Data for the task

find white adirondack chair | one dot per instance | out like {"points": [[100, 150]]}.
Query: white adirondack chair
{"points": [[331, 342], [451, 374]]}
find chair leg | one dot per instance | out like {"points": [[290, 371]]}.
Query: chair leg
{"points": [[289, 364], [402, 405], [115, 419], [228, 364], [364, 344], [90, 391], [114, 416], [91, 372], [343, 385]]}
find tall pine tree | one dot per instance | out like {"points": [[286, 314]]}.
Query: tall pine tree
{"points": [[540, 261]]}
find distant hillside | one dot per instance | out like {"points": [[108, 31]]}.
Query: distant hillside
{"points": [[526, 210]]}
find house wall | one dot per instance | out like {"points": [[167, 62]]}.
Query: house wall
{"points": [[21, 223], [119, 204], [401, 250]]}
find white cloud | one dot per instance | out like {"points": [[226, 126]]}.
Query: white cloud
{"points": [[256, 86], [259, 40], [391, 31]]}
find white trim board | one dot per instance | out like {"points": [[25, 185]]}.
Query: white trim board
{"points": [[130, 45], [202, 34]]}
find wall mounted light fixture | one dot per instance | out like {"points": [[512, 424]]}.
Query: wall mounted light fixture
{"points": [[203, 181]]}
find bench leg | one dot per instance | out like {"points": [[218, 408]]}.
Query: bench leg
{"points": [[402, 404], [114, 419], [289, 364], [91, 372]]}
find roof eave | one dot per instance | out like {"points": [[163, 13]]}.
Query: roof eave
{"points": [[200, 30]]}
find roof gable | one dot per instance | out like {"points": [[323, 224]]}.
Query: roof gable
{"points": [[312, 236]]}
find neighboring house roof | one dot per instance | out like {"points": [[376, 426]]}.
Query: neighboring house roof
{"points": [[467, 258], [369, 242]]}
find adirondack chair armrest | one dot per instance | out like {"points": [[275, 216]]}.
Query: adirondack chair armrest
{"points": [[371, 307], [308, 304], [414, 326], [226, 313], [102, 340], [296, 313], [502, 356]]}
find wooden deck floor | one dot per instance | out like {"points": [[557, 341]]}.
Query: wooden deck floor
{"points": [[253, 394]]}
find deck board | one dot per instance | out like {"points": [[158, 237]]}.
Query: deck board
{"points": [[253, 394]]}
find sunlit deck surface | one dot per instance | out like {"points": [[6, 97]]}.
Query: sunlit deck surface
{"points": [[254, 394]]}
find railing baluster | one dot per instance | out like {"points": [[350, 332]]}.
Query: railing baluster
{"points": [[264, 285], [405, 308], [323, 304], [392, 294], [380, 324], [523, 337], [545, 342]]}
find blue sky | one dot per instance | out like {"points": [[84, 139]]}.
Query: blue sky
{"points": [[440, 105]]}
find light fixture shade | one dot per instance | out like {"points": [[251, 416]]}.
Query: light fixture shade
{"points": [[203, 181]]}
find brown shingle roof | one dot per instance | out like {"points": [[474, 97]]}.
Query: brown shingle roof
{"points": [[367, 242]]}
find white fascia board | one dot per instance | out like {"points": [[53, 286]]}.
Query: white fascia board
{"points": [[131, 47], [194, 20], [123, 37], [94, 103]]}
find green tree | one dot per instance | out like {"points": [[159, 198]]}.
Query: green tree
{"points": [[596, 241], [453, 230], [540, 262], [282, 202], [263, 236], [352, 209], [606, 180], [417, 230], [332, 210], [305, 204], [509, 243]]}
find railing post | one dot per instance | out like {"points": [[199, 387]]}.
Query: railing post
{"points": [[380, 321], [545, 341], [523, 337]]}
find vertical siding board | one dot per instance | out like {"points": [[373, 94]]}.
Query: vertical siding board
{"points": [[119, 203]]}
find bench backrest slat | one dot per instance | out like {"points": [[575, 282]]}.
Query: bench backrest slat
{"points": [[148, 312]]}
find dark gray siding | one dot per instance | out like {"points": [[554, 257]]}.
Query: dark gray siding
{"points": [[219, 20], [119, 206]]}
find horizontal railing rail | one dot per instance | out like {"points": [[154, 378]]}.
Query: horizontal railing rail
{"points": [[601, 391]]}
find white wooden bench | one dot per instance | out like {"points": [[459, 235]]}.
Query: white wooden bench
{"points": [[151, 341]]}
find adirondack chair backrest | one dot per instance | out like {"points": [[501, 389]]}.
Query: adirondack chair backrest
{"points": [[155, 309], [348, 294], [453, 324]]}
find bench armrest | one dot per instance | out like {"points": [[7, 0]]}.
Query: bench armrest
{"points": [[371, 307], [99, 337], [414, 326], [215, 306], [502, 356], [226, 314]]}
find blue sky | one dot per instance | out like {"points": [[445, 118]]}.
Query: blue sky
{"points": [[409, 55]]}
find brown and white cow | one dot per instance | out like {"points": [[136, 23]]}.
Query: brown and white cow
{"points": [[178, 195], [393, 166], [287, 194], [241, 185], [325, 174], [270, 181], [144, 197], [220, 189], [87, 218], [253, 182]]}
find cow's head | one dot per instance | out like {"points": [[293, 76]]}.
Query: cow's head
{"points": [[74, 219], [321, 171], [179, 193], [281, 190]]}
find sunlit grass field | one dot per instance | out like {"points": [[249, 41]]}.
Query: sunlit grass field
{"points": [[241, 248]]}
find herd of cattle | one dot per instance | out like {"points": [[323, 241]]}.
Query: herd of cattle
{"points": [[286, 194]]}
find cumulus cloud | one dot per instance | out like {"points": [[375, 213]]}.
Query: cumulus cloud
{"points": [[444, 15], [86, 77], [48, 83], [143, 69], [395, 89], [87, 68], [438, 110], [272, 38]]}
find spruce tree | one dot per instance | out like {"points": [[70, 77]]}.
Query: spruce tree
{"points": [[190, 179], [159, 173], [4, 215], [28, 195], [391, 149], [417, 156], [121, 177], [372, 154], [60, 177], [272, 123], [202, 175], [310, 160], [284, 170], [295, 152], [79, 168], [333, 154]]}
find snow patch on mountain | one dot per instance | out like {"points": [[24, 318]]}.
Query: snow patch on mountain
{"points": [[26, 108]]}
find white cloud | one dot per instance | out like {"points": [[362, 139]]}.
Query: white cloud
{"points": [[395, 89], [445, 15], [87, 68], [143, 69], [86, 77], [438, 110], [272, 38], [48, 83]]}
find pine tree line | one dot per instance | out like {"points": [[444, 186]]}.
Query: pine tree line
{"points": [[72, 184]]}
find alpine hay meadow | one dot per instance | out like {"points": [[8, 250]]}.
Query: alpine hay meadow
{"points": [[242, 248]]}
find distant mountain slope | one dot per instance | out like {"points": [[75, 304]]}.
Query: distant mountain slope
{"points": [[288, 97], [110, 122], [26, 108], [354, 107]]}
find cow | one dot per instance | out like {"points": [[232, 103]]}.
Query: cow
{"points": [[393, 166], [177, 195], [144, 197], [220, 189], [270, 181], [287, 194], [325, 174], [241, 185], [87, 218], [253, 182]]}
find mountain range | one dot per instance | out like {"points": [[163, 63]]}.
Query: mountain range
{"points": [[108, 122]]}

Exercise goal
Reproduce the records above exactly.

Written solution
find white adirondack chair | one dot per instance | out like {"points": [[100, 150]]}.
Query: white adirondack chair
{"points": [[331, 342], [451, 374]]}
find chair leg | one dot per instance | out like {"points": [[290, 371]]}.
Query: chair leg
{"points": [[289, 364], [402, 405], [115, 419], [228, 364], [364, 344], [90, 391], [114, 416], [91, 372], [343, 385]]}
find tall pine tree | one dot per instance | out like {"points": [[286, 314]]}.
Query: tall pine tree
{"points": [[540, 261]]}
find distant hillside | one dot per instance | out like {"points": [[108, 31]]}.
Query: distant hillside
{"points": [[526, 210]]}
find house wall | one dot per instance | out like {"points": [[167, 62]]}.
Query: house wall
{"points": [[21, 223], [119, 204], [401, 250]]}
find white cloud | one dot per instance | out like {"points": [[226, 126]]}.
Query: white cloud
{"points": [[256, 86], [259, 40], [391, 31]]}
find white trim board | one dot per instance | out like {"points": [[25, 185]]}.
Query: white trim board
{"points": [[130, 45], [202, 34]]}
find wall mounted light fixture | one dot per instance | out like {"points": [[512, 424]]}.
Query: wall mounted light fixture
{"points": [[203, 181]]}
find bench leg | one dot per instance | out like {"points": [[218, 408]]}.
Query: bench leg
{"points": [[402, 404], [114, 419], [289, 364], [91, 372]]}
find roof eave | one dot per instance | out like {"points": [[163, 13]]}.
Query: roof eave
{"points": [[200, 30]]}
find roof gable | one dot per instance | out like {"points": [[323, 224]]}.
Query: roof gable
{"points": [[312, 236]]}
find neighboring house roof | one dot per instance | out like {"points": [[376, 426]]}.
Query: neighboring house roof
{"points": [[467, 258], [369, 242]]}
find adirondack chair armrest | one dot per instance | out like {"points": [[275, 216]]}.
Query: adirondack chair armrest
{"points": [[371, 307], [308, 304], [414, 326], [226, 313], [102, 340], [296, 313], [502, 356]]}
find wooden deck floor | one dot per instance | out like {"points": [[557, 341]]}.
Query: wooden deck floor
{"points": [[253, 394]]}
find deck board | one dot per instance | out like {"points": [[158, 237]]}.
Query: deck board
{"points": [[253, 394]]}
find sunlit deck surface | one dot per instance | out like {"points": [[6, 97]]}.
Query: sunlit deck surface
{"points": [[254, 394]]}
find railing baluster | one dot per instance | out like {"points": [[350, 332]]}.
Query: railing baluster
{"points": [[264, 285], [405, 308], [323, 304], [392, 294], [380, 324], [523, 337], [545, 342]]}
find blue sky | one dot per instance | out like {"points": [[84, 139]]}.
Query: blue sky
{"points": [[440, 105]]}
find light fixture shade | one dot per instance | out like {"points": [[251, 416]]}.
Query: light fixture shade
{"points": [[203, 181]]}
find brown shingle roof | one dot per instance | out like {"points": [[474, 97]]}.
Query: brown shingle roof
{"points": [[367, 242]]}
find white fascia board | one dot per instance | out like {"points": [[53, 286]]}.
Query: white fascia board
{"points": [[131, 47], [194, 20], [123, 37], [94, 103]]}
find green tree | one dot per instance | out like {"points": [[159, 198]]}.
Query: green tree
{"points": [[596, 241], [453, 230], [540, 262], [282, 202], [263, 236], [352, 209], [606, 180], [417, 230], [332, 210], [305, 204], [509, 243]]}
find railing post | one dot per instance | out like {"points": [[199, 387]]}.
Query: railing post
{"points": [[380, 321], [545, 341], [523, 337]]}
find vertical siding board | one dot per instance | out like {"points": [[373, 94]]}.
Query: vertical siding board
{"points": [[119, 203]]}
find bench backrest slat | one dot per instance | out like {"points": [[575, 282]]}.
Query: bench backrest slat
{"points": [[148, 312]]}
find dark gray siding | one dot per instance | out like {"points": [[554, 257]]}.
Query: dark gray siding
{"points": [[219, 20], [119, 206]]}
find horizontal railing rail | one dot per instance | out like {"points": [[154, 378]]}.
Query: horizontal railing rail
{"points": [[601, 391]]}
find white wooden bench | one dot per instance | out like {"points": [[459, 235]]}.
Query: white wooden bench
{"points": [[151, 341]]}
find adirondack chair backrest | one dot per instance | out like {"points": [[501, 389]]}.
Query: adirondack chair backrest
{"points": [[155, 309], [348, 294], [453, 324]]}
find bench armrest | one dot per instance | out like {"points": [[7, 0]]}.
Query: bench armrest
{"points": [[371, 307], [99, 337], [414, 326], [215, 306], [502, 356], [226, 314]]}
find blue sky | one dot per instance | out like {"points": [[445, 118]]}.
Query: blue sky
{"points": [[409, 55]]}
find brown and white cow | one dot per instance | out like {"points": [[136, 23]]}.
Query: brown and white cow
{"points": [[178, 195], [393, 166], [287, 194], [241, 185], [325, 174], [270, 181], [144, 197], [220, 189], [87, 218], [253, 182]]}
find cow's head | one dot per instance | out like {"points": [[293, 76]]}.
Query: cow's head
{"points": [[74, 219], [321, 171], [179, 193], [281, 190]]}
find sunlit grass field | one dot per instance | out like {"points": [[249, 41]]}.
Query: sunlit grass field
{"points": [[241, 248]]}
find herd of cattle | one dot per instance | out like {"points": [[323, 241]]}.
Query: herd of cattle
{"points": [[286, 194]]}
find cumulus cloud | one dot per instance | out like {"points": [[375, 213]]}.
Query: cumulus cloud
{"points": [[444, 15], [86, 77], [48, 83], [143, 69], [395, 89], [87, 68], [438, 110], [272, 38]]}
find spruce tree | one dot per instance | out like {"points": [[70, 77]]}.
Query: spruce tree
{"points": [[190, 179], [159, 173], [4, 215], [28, 195], [391, 149], [417, 156], [121, 177], [372, 154], [60, 177], [272, 123], [202, 175], [310, 160], [284, 170], [295, 152], [79, 168], [333, 154]]}
find snow patch on mountain | one dot per instance | out like {"points": [[24, 318]]}.
Query: snow patch on mountain
{"points": [[26, 108]]}
find white cloud | one dot per instance | out like {"points": [[362, 139]]}.
Query: white cloud
{"points": [[395, 89], [445, 15], [87, 68], [143, 69], [86, 77], [438, 110], [272, 38], [48, 83]]}
find pine tree line | one dot per instance | out like {"points": [[444, 186]]}.
Query: pine tree line
{"points": [[72, 184]]}
find alpine hay meadow | one dot per instance | out like {"points": [[8, 250]]}.
Query: alpine hay meadow
{"points": [[242, 248]]}
find distant mountain slope | one dot per instance | out like {"points": [[75, 304]]}.
Query: distant mountain slope
{"points": [[288, 97], [110, 122], [26, 108], [354, 107]]}
find cow | one dot per instance | out like {"points": [[232, 103]]}.
Query: cow
{"points": [[393, 166], [177, 195], [144, 197], [220, 189], [270, 181], [287, 194], [325, 174], [241, 185], [87, 218], [253, 182]]}
find mountain range | one dot per instance | out like {"points": [[163, 63]]}.
Query: mountain range
{"points": [[108, 122]]}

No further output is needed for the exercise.